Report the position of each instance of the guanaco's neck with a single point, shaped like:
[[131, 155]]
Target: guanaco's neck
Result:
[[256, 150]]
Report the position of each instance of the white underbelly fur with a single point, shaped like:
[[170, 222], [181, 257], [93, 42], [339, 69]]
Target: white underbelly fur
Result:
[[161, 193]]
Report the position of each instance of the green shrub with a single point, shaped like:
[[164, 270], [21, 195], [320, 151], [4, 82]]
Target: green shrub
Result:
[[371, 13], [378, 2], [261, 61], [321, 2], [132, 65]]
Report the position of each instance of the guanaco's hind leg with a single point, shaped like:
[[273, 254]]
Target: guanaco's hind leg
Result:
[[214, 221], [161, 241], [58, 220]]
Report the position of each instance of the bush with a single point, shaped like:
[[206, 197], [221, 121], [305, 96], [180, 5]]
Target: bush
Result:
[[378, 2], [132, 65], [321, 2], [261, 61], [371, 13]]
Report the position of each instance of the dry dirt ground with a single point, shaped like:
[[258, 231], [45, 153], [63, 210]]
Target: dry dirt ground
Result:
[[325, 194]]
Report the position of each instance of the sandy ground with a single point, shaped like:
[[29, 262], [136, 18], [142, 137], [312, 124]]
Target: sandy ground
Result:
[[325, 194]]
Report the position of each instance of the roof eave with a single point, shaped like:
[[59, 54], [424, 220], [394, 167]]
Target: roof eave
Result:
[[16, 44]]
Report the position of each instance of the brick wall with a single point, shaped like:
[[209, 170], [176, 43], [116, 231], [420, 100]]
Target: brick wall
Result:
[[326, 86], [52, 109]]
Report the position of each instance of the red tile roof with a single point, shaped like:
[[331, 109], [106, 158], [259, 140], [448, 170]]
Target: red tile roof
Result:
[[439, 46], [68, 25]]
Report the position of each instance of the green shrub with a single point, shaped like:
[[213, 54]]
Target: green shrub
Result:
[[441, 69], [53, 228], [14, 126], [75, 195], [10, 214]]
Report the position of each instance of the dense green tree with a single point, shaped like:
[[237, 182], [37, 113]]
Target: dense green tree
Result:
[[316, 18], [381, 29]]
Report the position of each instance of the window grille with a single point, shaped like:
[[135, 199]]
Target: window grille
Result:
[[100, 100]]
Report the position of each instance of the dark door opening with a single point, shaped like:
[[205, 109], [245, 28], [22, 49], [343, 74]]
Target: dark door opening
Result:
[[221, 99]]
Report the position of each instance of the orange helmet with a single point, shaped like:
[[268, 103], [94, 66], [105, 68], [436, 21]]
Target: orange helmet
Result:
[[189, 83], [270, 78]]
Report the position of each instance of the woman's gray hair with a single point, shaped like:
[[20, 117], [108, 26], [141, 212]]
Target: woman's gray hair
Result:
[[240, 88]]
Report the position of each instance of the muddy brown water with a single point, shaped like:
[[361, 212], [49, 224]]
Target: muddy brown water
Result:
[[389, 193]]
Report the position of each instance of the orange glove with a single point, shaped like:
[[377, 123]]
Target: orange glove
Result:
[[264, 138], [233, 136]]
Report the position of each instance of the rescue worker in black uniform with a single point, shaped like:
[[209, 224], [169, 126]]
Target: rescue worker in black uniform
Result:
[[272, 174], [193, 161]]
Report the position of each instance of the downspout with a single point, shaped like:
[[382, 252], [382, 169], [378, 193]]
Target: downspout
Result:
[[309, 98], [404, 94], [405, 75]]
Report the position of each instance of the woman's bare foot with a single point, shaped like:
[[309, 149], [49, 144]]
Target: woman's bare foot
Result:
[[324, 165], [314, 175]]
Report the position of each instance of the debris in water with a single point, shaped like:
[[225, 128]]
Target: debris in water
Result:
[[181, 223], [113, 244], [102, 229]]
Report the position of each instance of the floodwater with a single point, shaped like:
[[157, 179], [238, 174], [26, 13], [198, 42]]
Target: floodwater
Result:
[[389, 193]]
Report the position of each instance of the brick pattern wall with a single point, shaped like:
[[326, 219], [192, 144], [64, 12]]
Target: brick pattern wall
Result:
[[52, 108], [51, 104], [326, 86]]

________________________

• [Exercise instructions]:
Retype the material word for word, including every line.

• [Response]:
Report the position of each instance of the guanaco's neck with a single point, shaped like:
[[131, 155]]
Target: guanaco's neck
Result:
[[256, 150]]
Report the position of each instance of the white underbelly fur with a single point, shaped like:
[[170, 222], [181, 257], [93, 42], [339, 69]]
Target: white underbelly fur
Result:
[[161, 193]]
Report the position of each instance of the green shrub with a single point, shaped like:
[[164, 270], [21, 195], [320, 151], [4, 82]]
Target: green shrub
Result:
[[371, 13], [378, 2], [261, 61], [321, 2], [132, 65]]
Report the position of each instance of the guanaco's hind leg with a single point, shaped like:
[[273, 254]]
Target: guanaco's hind leg
Result:
[[214, 221], [161, 241], [58, 220]]
Report the position of each instance of the bush with a single point, shaped like:
[[206, 197], [221, 121], [305, 96], [180, 5]]
Target: bush
Result:
[[378, 2], [132, 65], [321, 2], [261, 61], [371, 13]]
Report the position of each instance of the dry dirt ground with a single point, shaped like:
[[258, 231], [45, 153], [63, 210]]
Target: dry dirt ground
Result:
[[325, 194]]
Report the position of each instance of the sandy ground with a single point, shaped like:
[[29, 262], [136, 18], [142, 137], [312, 124]]
Target: sandy ground
Result:
[[325, 194]]
Report the position of each instance of the roof eave with a single point, shaped like:
[[59, 54], [424, 220], [394, 167]]
Target: roof eave
Result:
[[16, 44]]
Report the position of each instance of the brick wall with a single point, shaped like:
[[209, 170], [176, 43], [116, 231], [420, 100]]
Target: brick wall
Result:
[[326, 86], [52, 109]]
Report the position of each instance of the red tile roof with a single point, shaped like:
[[331, 109], [106, 158], [259, 140], [448, 170]]
Target: red tile roof
Result:
[[439, 46], [68, 25]]
Report the position of each instance of the green shrub with a single point, shaped like:
[[213, 54]]
Target: green shrub
Result:
[[441, 69], [53, 228], [14, 126], [75, 195], [10, 214]]
Report the position of each instance of the dense green tree with a single point, shaped like:
[[237, 182], [37, 113]]
Target: dense green tree
Result:
[[316, 18], [381, 29]]
Report the position of each instance of the window grille with a single point, shaped like:
[[135, 199]]
Target: window grille
Result:
[[100, 100]]
Report the position of each instance of the dark door opening with a single point, shaped like:
[[205, 109], [245, 28], [22, 49], [343, 74]]
Target: dark door opening
Result:
[[221, 99]]
Report the position of each instance of the orange helmet with a single point, shaped like:
[[268, 103], [94, 66], [105, 68], [436, 21]]
Target: orange helmet
Result:
[[189, 83], [270, 78]]
Report the position of each instance of the woman's gray hair with a single point, shaped like:
[[20, 117], [108, 26], [141, 212]]
Target: woman's gray hair
Result:
[[240, 88]]
Report the position of each instance of the muddy brown water with a single point, shaped like:
[[361, 212], [49, 224]]
Target: muddy brown water
Result:
[[389, 193]]
Report the position of each instance of the orange glove with a single point, shaped like:
[[377, 123]]
Target: orange glove
Result:
[[264, 138], [233, 136]]
Report the position of each instance of the rescue worker in black uniform with a single point, shaped like:
[[209, 224], [169, 126]]
Target: rescue worker in black uniform
Result:
[[272, 174], [193, 161]]
Report the position of each instance of the downspout with a single point, shaped like:
[[382, 252], [382, 169], [378, 193]]
Target: downspout
Result:
[[309, 98], [404, 94], [405, 75]]
Report the position of each instance of the woman's bare foot with a single point, shaped like:
[[309, 149], [49, 144]]
Target: woman's bare foot
Result:
[[324, 165], [314, 175]]
Report the position of each instance of the debris in water with a single point, shaped like:
[[225, 128]]
Target: debris in water
Result:
[[181, 223], [113, 244], [102, 229]]
Report the position of each instance of the floodwater with a single point, shaped like:
[[157, 179], [238, 174], [26, 13], [198, 42]]
Target: floodwater
Result:
[[389, 193]]
Report the position of each instance of the brick pattern wall with a single point, shaped like:
[[326, 219], [192, 144], [64, 12]]
Target: brick pattern wall
Result:
[[52, 108], [51, 104], [326, 86]]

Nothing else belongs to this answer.